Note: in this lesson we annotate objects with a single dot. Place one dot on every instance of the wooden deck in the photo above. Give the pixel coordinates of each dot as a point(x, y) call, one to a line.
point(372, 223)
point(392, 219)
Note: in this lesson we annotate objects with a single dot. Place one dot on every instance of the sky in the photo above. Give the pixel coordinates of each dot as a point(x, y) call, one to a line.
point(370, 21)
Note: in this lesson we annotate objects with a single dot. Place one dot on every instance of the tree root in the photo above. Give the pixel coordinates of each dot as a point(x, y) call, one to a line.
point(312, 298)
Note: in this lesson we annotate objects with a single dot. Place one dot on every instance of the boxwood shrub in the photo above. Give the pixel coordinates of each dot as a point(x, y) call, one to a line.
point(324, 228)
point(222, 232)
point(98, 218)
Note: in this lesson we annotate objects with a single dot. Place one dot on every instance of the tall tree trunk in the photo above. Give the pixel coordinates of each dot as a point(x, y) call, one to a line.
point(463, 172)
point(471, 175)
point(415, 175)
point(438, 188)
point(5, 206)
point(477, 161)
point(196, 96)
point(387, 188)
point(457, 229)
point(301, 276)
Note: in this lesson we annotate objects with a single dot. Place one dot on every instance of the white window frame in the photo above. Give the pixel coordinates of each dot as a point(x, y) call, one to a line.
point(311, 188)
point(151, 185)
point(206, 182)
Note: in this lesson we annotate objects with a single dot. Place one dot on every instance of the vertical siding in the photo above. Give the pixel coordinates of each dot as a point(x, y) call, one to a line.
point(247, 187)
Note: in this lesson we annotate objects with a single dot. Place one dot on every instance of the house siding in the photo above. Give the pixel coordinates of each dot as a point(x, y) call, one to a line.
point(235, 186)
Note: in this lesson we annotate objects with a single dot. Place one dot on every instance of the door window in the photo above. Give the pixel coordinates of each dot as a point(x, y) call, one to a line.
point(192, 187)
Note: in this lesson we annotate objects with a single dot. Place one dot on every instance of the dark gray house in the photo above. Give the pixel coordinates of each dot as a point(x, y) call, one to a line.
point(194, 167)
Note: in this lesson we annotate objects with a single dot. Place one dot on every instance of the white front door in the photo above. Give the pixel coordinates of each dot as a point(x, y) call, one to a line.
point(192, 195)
──────────────────────────────
- _WORK TO COMPLETE_
Only an exact copy is wanted here: the line containing "the white front" and every later line, up to and including the last line of the listing.

- _OUTPUT FOR THIS EXERCISE_
Note: in this lesson we annotate objects with a single dot. Place one dot on every instance of the white front door in the photo above. Give the pixel coordinates of each dot as a point(x, y) call, one to a line.
point(192, 195)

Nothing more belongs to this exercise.